Diesen Widerspruch können Konservative heute vielfach rhetorisch überdecken, da ihre Klientel von den Entwicklungen der letzten Jahre materiell profitiert. Mit einem solch pragmatischen Herangehen begnügt sich der Philosoph Günter Rohrmoser indessen nicht, denn ihm geht es um Werte. Er will wirklich bewahren; und zu diesem Zweck entwickelt er einen in sich fast konsequenten Ansatz. Freilich sollte man davon absehen, dass manches, gelinde formuliert, marottenhaft ist; wenn Rohrmoser etwa die Bundesrepublik seit 1968 in den Klauen neomarxistischer Kulturevolutionäre wähnt. Er will eine gestärkte, moralische Familie und Schule, doch heute, ach! werden die Kinder von den Medien der Gewalt und Pornographie ausgesetzt. Richtig: ja; meinetwegen auch schlimm - doch waren es wohl kaum die "kulturrevolutionären" Anhänger Adornos oder Marcuses, die das Privatfernsehen forcierten, sondern eher CDU-Politiker, denen kritische Stimmen in den öffentlich-rechtlichen Sendern nicht passten.

Das aber sind Nebensächlichkeiten, denn sie berühren die Konzeption nur am Rande. Rohrmosers Ausgangspunkt ist die Religion. Mehr als alles andere bereitet ihm die Entchristlichung der deutschen Gesellschaft Sorgen. Gesellschaftliche Moral ohne religiöse Grundlegung vermag er sich nicht vorzustellen. Deshalb bedeutet für ihn der Verlust christlicher Bindung in letzter Konsequenz Anarchie; Anarchie aber führe zu einem neuen Totalitarismus, denn das Bedürfnis der Menschen nach religiöser Bindung sei sogar größer denn je; nur erfülle eben das Christentum dieses Bedürfnis nicht mehr.

Hier stellen sich zwei Fragen, die Rohrmoser beide beantwortet. Die erste ist die nach den Gründen der Entchristlichung. Natürlich nennt Rohrmoser Aufklärung und Moderne, aber das allein genügt ihm nicht. Beide nämlich sieht er an einem Wendepunkt angelangt, da unter anderem durch das Ende des Sozialismus der Glaube an die Planbarkeit menschlichen Lebens erschüttert sei. Ein Grund für die Schwäche der Kirche liege in ihr selbst: Sie präsentiere sich als Serviceunternehmen für die moderne Gesellschaft, vertrete weitgehend keine christlichen Werte mehr, sondern passe sich haltlos an. Viele Theologen mischten sich mit politischen Ratschlägen ein, was christlichem Geist nicht entspreche: Dies spalte die Gemeinden, erschwere damit die Verkündigung des Glaubens. Man mag hier an friedensbewegte Pfarrer denken, an Asylgemeinden für von Abschiebung bedrohte Flüchtlinge. Rohrmoser kritisiert Theologen, die statt einer spezifisch christlichen Wahrheit das Gemeinsame der Weltreligionen hervorheben und nicht Moslems oder Buddhisten als Irrgläubige abtun. Ebenso erniedrige auch ein Neokonservativer wie Hermann Lübbe, der Religion als notwendige Kompensation in der kalten Moderne verteidigte, das Christentum zur Funktion, sehe es nicht als Substanz.
□ □ □
**ZIEL DER AUFGABE 1:** Zähle die Zeilen der Datensätze unten, in denen die Zeichenfolge „floor“ vorkommt. Gib nur die Zahl an.
□ □ □
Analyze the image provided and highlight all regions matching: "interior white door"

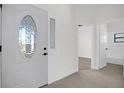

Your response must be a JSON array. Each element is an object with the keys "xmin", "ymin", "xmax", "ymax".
[
  {"xmin": 0, "ymin": 7, "xmax": 2, "ymax": 88},
  {"xmin": 2, "ymin": 4, "xmax": 48, "ymax": 87},
  {"xmin": 99, "ymin": 24, "xmax": 107, "ymax": 69}
]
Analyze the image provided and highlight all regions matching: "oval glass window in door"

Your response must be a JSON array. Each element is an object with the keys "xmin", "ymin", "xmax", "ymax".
[{"xmin": 19, "ymin": 15, "xmax": 37, "ymax": 57}]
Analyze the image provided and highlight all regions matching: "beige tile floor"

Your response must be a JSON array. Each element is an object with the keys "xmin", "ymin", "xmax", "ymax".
[{"xmin": 45, "ymin": 58, "xmax": 124, "ymax": 88}]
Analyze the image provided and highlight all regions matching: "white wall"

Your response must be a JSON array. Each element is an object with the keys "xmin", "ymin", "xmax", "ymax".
[
  {"xmin": 107, "ymin": 18, "xmax": 124, "ymax": 64},
  {"xmin": 35, "ymin": 4, "xmax": 78, "ymax": 83},
  {"xmin": 75, "ymin": 4, "xmax": 124, "ymax": 24},
  {"xmin": 0, "ymin": 8, "xmax": 2, "ymax": 87},
  {"xmin": 78, "ymin": 25, "xmax": 94, "ymax": 58},
  {"xmin": 75, "ymin": 4, "xmax": 124, "ymax": 69}
]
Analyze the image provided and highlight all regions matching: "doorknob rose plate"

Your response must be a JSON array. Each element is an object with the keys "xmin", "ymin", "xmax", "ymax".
[{"xmin": 42, "ymin": 53, "xmax": 48, "ymax": 56}]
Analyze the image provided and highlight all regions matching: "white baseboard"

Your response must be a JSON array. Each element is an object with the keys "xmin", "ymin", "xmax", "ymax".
[{"xmin": 107, "ymin": 58, "xmax": 124, "ymax": 65}]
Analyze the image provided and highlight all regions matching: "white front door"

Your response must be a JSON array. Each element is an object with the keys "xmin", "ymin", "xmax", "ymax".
[{"xmin": 2, "ymin": 4, "xmax": 48, "ymax": 87}]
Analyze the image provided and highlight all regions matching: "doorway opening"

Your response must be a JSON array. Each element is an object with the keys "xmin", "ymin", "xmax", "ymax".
[{"xmin": 78, "ymin": 25, "xmax": 94, "ymax": 71}]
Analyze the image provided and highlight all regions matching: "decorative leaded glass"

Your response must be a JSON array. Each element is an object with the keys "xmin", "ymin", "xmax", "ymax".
[{"xmin": 19, "ymin": 15, "xmax": 37, "ymax": 57}]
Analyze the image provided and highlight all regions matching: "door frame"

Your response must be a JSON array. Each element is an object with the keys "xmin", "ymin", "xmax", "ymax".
[{"xmin": 1, "ymin": 4, "xmax": 49, "ymax": 88}]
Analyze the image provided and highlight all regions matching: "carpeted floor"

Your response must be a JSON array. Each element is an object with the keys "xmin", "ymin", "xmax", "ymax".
[{"xmin": 45, "ymin": 59, "xmax": 124, "ymax": 88}]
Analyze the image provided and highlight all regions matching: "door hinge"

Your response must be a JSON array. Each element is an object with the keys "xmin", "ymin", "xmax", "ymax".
[{"xmin": 0, "ymin": 4, "xmax": 2, "ymax": 8}]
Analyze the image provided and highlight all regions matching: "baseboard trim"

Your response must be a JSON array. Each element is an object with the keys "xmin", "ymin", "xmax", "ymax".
[{"xmin": 38, "ymin": 84, "xmax": 48, "ymax": 88}]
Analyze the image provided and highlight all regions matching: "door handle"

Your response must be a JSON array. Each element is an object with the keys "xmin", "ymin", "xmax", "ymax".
[{"xmin": 42, "ymin": 53, "xmax": 48, "ymax": 56}]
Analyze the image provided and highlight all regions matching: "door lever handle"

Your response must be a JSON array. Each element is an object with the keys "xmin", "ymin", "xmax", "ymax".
[{"xmin": 42, "ymin": 53, "xmax": 48, "ymax": 56}]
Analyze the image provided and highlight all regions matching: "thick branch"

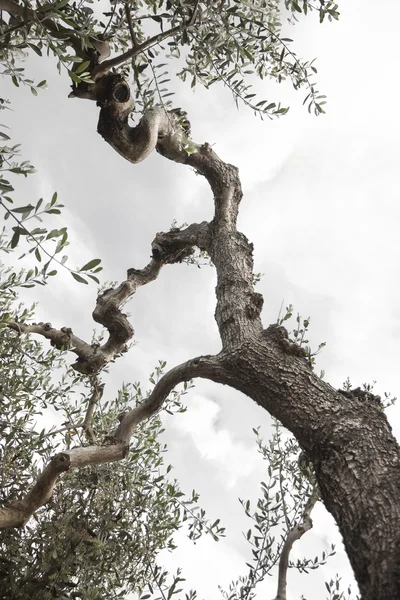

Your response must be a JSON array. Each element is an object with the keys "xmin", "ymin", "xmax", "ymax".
□ □ □
**ZIEL DER AUFGABE 2:** Führe bitte den Auszug über Günter Rohrmoser oben im Anschluss an seinen letzten Satz fort.

**SCHRIFTLICHE ANTWORT 1:** 2

**SCHRIFTLICHE ANTWORT 2:**
Die zweite Frage ist die nach der Besonderheit des Christentums: Weshalb können nicht auch andere Religionen oder innerweltliche religiöse Bewegungen den neuen Totalitarismus verhindern? Hier stützt sich Rohrmoser insbesondere auf seine Luther- und Hegel-Interpretation von der Trennung von weltlichem und geistlichem Bereich. Das Christentum stelle danach die moralische Grundlage von Politik bereit, sei jedoch nicht selbst Politik. Damit sei die Theokratie einerseits vermieden wie nihilistische Politik andererseits. Auf dieser Grundlage kann Rohrmoser sein Konzept mit Aufklärung und demokratischem Rechtsstaat harmonisieren: Habe besonders die französische, weniger die deutsche Aufklärung sich gegen die Religion durchgesetzt, so bedürfe sie heute - als Schutz vor künftigen Totalitarismen - gerade des Christentums.

Gegen diesen Gedankengang drängen sich nun zwei Einwände auf. Von außen wäre anzumerken, dass die christlichen Kirchen, solange sie eben konnten, wenig Rücksicht auf Rohrmosers Theorie nahmen, sondern soviel Theokratie wie möglich durchzusetzen versuchten und später die "ideologischen, postchristlichen Kriege unseres Jahrhunderts", die Rohrmoser zu sehen meint, predigend begleiteten. Aber vielleicht wäre das ja in der Zukunft anders; dennoch bleibt ein zweiter, immanenter Widerspruch. Auch Rohrmoser begründet den Wert des Christentums aus dessen Nutzen in der gegenwärtigen geschichtlichen Situation; damit funktionalisiert auch er es und vernichtet dessen Substanz ebenso gründlich, wie es die von ihm kritisierten Linken oder Liberalen tun. Wenn auch wohl kaum persönlich, so ist er doch theoretisch Nihilist. Religion dient ihm dazu, die gewünschte Gesellschaft zu legitimieren; insofern ist sein Entwurf geprägt von der säkularisierten Moderne, wenn auch nicht emanzipatorisch.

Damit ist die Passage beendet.